Exercise goal:
Each entry listed below should be reproduced word for word.

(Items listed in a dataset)
========================================================================

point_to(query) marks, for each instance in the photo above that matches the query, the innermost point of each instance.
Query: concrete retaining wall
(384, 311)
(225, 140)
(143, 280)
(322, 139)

========================================================================

Written solution:
point_to(query) marks, for each instance in the photo above that matches the query, the innermost point of each instance.
Query: concrete retaining wall
(384, 311)
(225, 140)
(143, 280)
(322, 139)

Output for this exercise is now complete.